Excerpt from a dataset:
## start
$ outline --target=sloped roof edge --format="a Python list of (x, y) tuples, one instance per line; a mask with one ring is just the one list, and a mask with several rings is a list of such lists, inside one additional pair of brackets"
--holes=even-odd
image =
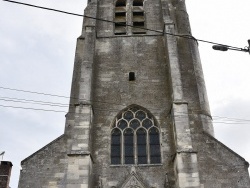
[(57, 137), (55, 140), (53, 140), (52, 142), (48, 143), (47, 145), (45, 145), (44, 147), (42, 147), (41, 149), (37, 150), (35, 153), (31, 154), (30, 156), (28, 156), (27, 158), (25, 158), (24, 160), (21, 161), (21, 165), (27, 161), (28, 159), (30, 159), (31, 157), (33, 157), (34, 155), (36, 155), (37, 153), (39, 153), (40, 151), (44, 150), (45, 148), (47, 148), (48, 146), (52, 145), (53, 143), (57, 142), (58, 140), (60, 140), (61, 138), (64, 137), (65, 134), (62, 134), (61, 136)]

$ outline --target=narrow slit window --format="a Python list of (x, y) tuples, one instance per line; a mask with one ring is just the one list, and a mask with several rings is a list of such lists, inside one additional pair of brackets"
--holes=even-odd
[(138, 164), (147, 164), (147, 133), (144, 129), (140, 128), (137, 134), (137, 153)]
[(134, 72), (130, 72), (129, 73), (129, 81), (134, 81), (135, 80), (135, 73)]
[(111, 163), (121, 164), (121, 131), (114, 129), (111, 136)]
[(124, 132), (125, 164), (134, 164), (134, 131), (126, 129)]
[(159, 131), (153, 127), (149, 130), (149, 142), (150, 142), (150, 162), (152, 164), (161, 163), (161, 151)]

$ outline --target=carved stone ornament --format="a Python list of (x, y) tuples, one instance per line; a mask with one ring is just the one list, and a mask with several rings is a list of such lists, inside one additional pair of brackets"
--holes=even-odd
[(121, 188), (146, 188), (146, 186), (139, 179), (135, 172), (135, 168), (132, 167), (130, 176), (127, 178)]

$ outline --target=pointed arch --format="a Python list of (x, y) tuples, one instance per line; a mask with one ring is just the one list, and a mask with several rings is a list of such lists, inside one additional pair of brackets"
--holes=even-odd
[(111, 164), (161, 162), (159, 127), (149, 110), (130, 105), (117, 114), (111, 128)]

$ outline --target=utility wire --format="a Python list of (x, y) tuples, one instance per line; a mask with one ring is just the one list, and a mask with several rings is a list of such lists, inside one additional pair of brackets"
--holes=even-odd
[[(80, 114), (80, 113), (75, 113), (75, 112), (66, 112), (66, 111), (61, 111), (61, 110), (53, 110), (53, 109), (44, 109), (44, 108), (31, 108), (31, 107), (23, 107), (23, 106), (10, 106), (10, 105), (0, 105), (1, 107), (6, 107), (6, 108), (16, 108), (16, 109), (25, 109), (25, 110), (35, 110), (35, 111), (49, 111), (49, 112), (63, 112), (63, 113), (69, 113), (69, 114)], [(54, 106), (54, 105), (53, 105)], [(59, 106), (63, 107), (63, 106)], [(94, 111), (106, 111), (106, 112), (117, 112), (120, 109), (110, 109), (110, 108), (98, 108), (98, 107), (93, 107)], [(180, 115), (182, 114), (182, 115)], [(192, 113), (191, 113), (192, 114)], [(184, 115), (190, 115), (190, 113), (179, 113), (179, 115), (174, 115), (174, 117), (183, 117)], [(220, 116), (215, 116), (215, 117), (220, 117)], [(228, 120), (227, 120), (228, 119)], [(214, 120), (214, 124), (249, 124), (248, 119), (237, 119), (237, 118), (228, 118), (228, 117), (221, 117), (218, 118), (217, 120)]]
[[(53, 97), (63, 97), (63, 98), (72, 98), (72, 97), (67, 97), (67, 96), (62, 96), (62, 95), (56, 95), (56, 94), (48, 94), (48, 93), (43, 93), (43, 92), (37, 92), (37, 91), (29, 91), (29, 90), (22, 90), (22, 89), (15, 89), (15, 88), (7, 88), (7, 87), (3, 87), (3, 86), (0, 86), (0, 89), (6, 89), (6, 90), (11, 90), (11, 91), (17, 91), (17, 92), (27, 92), (27, 93), (31, 93), (31, 94), (39, 94), (39, 95), (47, 95), (47, 96), (53, 96)], [(73, 98), (73, 99), (78, 99), (78, 98)], [(68, 107), (68, 106), (71, 106), (73, 104), (63, 104), (63, 103), (54, 103), (54, 102), (48, 102), (48, 101), (42, 101), (42, 100), (29, 100), (29, 99), (21, 99), (21, 98), (12, 98), (12, 97), (2, 97), (0, 96), (0, 100), (2, 101), (10, 101), (10, 102), (18, 102), (20, 101), (21, 103), (31, 103), (31, 104), (37, 104), (37, 105), (49, 105), (49, 106), (57, 106), (57, 107)], [(119, 106), (125, 106), (123, 104), (118, 104), (118, 103), (111, 103), (111, 102), (103, 102), (103, 101), (94, 101), (92, 100), (93, 102), (96, 102), (96, 103), (107, 103), (107, 104), (112, 104), (112, 105), (119, 105)], [(34, 103), (33, 103), (34, 102)], [(127, 107), (127, 106), (125, 106)], [(110, 108), (95, 108), (94, 109), (97, 109), (97, 110), (103, 110), (103, 111), (119, 111), (120, 109), (110, 109)], [(160, 110), (160, 109), (150, 109), (150, 110)], [(65, 112), (66, 113), (66, 112)], [(201, 110), (196, 110), (196, 111), (192, 111), (192, 113), (202, 113)], [(175, 117), (182, 117), (184, 115), (190, 115), (191, 113), (175, 113), (174, 116)], [(223, 117), (223, 116), (212, 116), (214, 121), (217, 121), (217, 120), (221, 120), (221, 119), (226, 119), (225, 121), (227, 122), (230, 122), (230, 121), (233, 121), (233, 122), (250, 122), (250, 119), (239, 119), (239, 118), (230, 118), (230, 117)]]
[(191, 35), (177, 35), (177, 34), (173, 34), (173, 33), (169, 33), (169, 32), (163, 32), (163, 31), (158, 31), (158, 30), (154, 30), (154, 29), (136, 27), (136, 26), (129, 25), (129, 24), (120, 24), (120, 23), (117, 23), (117, 22), (114, 22), (114, 21), (111, 21), (111, 20), (96, 18), (96, 17), (92, 17), (92, 16), (86, 16), (86, 15), (82, 15), (82, 14), (76, 14), (76, 13), (72, 13), (72, 12), (67, 12), (67, 11), (62, 11), (62, 10), (58, 10), (58, 9), (52, 9), (52, 8), (47, 8), (47, 7), (32, 5), (32, 4), (28, 4), (28, 3), (17, 2), (17, 1), (11, 1), (11, 0), (3, 0), (3, 1), (9, 2), (9, 3), (20, 4), (20, 5), (24, 5), (24, 6), (29, 6), (29, 7), (34, 7), (34, 8), (39, 8), (39, 9), (44, 9), (44, 10), (49, 10), (49, 11), (54, 11), (54, 12), (59, 12), (59, 13), (63, 13), (63, 14), (69, 14), (69, 15), (73, 15), (73, 16), (90, 18), (90, 19), (94, 19), (94, 20), (98, 20), (98, 21), (103, 21), (103, 22), (108, 22), (108, 23), (113, 23), (113, 24), (119, 24), (121, 26), (128, 26), (128, 27), (132, 27), (132, 28), (139, 28), (139, 29), (143, 29), (143, 30), (146, 30), (146, 31), (153, 31), (153, 32), (156, 32), (156, 33), (171, 35), (171, 36), (175, 36), (175, 37), (182, 37), (182, 38), (186, 38), (186, 39), (193, 39), (193, 40), (195, 40), (197, 42), (204, 42), (204, 43), (209, 43), (209, 44), (214, 44), (214, 45), (226, 46), (226, 47), (229, 47), (229, 48), (231, 48), (233, 50), (241, 50), (241, 51), (244, 50), (243, 48), (239, 48), (239, 47), (224, 45), (224, 44), (221, 44), (221, 43), (212, 42), (212, 41), (208, 41), (208, 40), (197, 39), (197, 38), (195, 38), (195, 37), (193, 37)]

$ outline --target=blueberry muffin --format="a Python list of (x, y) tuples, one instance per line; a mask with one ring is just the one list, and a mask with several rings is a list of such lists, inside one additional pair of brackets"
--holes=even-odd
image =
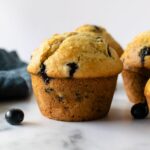
[(103, 38), (77, 32), (46, 40), (28, 66), (42, 114), (63, 121), (106, 116), (121, 70), (118, 55)]
[(86, 25), (78, 27), (75, 31), (76, 32), (88, 32), (91, 34), (96, 34), (98, 36), (103, 36), (103, 38), (109, 44), (109, 46), (116, 50), (119, 57), (123, 53), (123, 49), (120, 46), (120, 44), (103, 27), (86, 24)]
[[(146, 106), (145, 85), (150, 77), (150, 31), (143, 32), (128, 44), (121, 56), (123, 80), (131, 102)], [(148, 88), (145, 93), (147, 93)]]

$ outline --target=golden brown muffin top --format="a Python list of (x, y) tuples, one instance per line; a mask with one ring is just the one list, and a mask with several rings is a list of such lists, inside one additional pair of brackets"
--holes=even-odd
[(119, 57), (123, 53), (123, 49), (119, 45), (119, 43), (107, 32), (105, 28), (101, 26), (86, 24), (86, 25), (82, 25), (78, 27), (75, 31), (76, 32), (88, 32), (91, 34), (96, 34), (98, 36), (103, 36), (105, 41), (109, 44), (109, 46), (116, 50)]
[(114, 76), (122, 63), (102, 37), (88, 33), (56, 34), (36, 49), (28, 65), (31, 74), (44, 71), (54, 78)]
[(125, 69), (150, 69), (150, 31), (136, 36), (121, 56)]

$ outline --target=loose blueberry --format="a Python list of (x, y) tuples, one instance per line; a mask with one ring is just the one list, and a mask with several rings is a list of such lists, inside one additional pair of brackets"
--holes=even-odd
[(12, 125), (19, 125), (24, 119), (24, 113), (20, 109), (10, 109), (6, 112), (5, 118)]
[(131, 114), (135, 119), (144, 119), (149, 113), (149, 109), (147, 104), (145, 103), (139, 103), (135, 104), (131, 108)]

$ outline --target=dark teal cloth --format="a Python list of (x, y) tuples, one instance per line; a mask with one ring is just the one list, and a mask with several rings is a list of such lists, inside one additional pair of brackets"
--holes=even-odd
[(26, 67), (27, 63), (16, 51), (0, 49), (0, 100), (20, 99), (31, 94), (31, 79)]

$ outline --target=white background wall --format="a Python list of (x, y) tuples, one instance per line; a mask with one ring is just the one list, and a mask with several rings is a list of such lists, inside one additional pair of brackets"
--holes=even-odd
[(29, 60), (44, 39), (85, 23), (106, 27), (125, 47), (150, 29), (150, 0), (0, 0), (0, 47)]

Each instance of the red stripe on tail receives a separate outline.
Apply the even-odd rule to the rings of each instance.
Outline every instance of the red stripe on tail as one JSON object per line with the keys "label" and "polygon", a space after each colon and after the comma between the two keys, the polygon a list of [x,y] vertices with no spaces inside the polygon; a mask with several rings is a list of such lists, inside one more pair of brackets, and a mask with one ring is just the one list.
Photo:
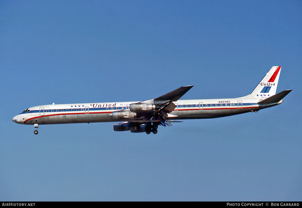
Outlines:
{"label": "red stripe on tail", "polygon": [[274,72],[274,74],[273,74],[273,75],[271,76],[271,78],[269,79],[268,82],[273,82],[275,81],[275,79],[276,78],[276,77],[277,76],[277,75],[278,75],[278,73],[279,72],[279,71],[280,71],[280,69],[281,68],[281,66],[278,67],[278,68],[277,68],[277,70],[275,71]]}

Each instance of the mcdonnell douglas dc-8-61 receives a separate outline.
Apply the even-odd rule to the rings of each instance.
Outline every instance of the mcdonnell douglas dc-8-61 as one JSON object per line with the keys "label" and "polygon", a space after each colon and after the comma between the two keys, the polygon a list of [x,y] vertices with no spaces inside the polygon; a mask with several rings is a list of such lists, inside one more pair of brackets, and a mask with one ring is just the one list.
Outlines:
{"label": "mcdonnell douglas dc-8-61", "polygon": [[17,123],[33,125],[38,133],[40,124],[120,122],[117,131],[157,133],[159,125],[172,126],[175,120],[218,118],[256,112],[278,105],[292,90],[276,94],[281,66],[273,66],[249,94],[237,98],[179,99],[193,86],[182,87],[141,102],[45,105],[27,108],[14,117]]}

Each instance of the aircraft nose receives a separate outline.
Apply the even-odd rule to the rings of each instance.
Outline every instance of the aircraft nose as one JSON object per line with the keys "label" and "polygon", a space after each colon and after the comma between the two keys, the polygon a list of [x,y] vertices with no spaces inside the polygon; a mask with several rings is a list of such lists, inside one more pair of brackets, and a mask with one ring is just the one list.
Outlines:
{"label": "aircraft nose", "polygon": [[13,118],[12,120],[14,122],[18,123],[18,122],[20,121],[20,118],[18,117],[18,116],[16,116]]}

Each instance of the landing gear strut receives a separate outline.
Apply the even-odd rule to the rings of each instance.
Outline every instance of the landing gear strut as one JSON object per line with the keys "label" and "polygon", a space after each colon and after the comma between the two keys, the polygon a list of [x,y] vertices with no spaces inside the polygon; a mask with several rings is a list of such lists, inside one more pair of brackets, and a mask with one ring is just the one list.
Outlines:
{"label": "landing gear strut", "polygon": [[146,126],[146,133],[149,134],[152,132],[155,134],[157,133],[157,128],[158,128],[158,124],[157,123],[148,123]]}
{"label": "landing gear strut", "polygon": [[34,131],[34,133],[35,134],[38,134],[38,124],[35,123],[34,126],[36,128],[36,130]]}

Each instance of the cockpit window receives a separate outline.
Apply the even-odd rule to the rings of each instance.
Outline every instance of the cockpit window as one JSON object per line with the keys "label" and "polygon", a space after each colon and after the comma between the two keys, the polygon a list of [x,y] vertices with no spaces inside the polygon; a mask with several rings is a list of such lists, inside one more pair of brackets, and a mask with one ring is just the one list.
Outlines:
## end
Task to complete.
Rewrite the material from its beginning through the line containing "134), (61, 136)]" with "sloped roof edge" changed to "slanted roof edge" and nothing else altered. Leave the pictures out.

Correct response.
$ outline --target=slanted roof edge --format="a Python list of (x, y) tuples, one instance per line; a mask with one ring is just the one list, and a mask with several rings is a list of such lists, inside one additional pair of brackets"
--holes=even-odd
image =
[(57, 137), (55, 140), (53, 140), (52, 142), (48, 143), (47, 145), (45, 145), (44, 147), (42, 147), (41, 149), (37, 150), (35, 153), (31, 154), (30, 156), (28, 156), (27, 158), (25, 158), (24, 160), (21, 161), (21, 165), (27, 161), (28, 159), (30, 159), (31, 157), (33, 157), (34, 155), (36, 155), (37, 153), (39, 153), (40, 151), (44, 150), (45, 148), (47, 148), (48, 146), (52, 145), (53, 143), (57, 142), (58, 140), (60, 140), (61, 138), (64, 137), (65, 134), (62, 134), (61, 136)]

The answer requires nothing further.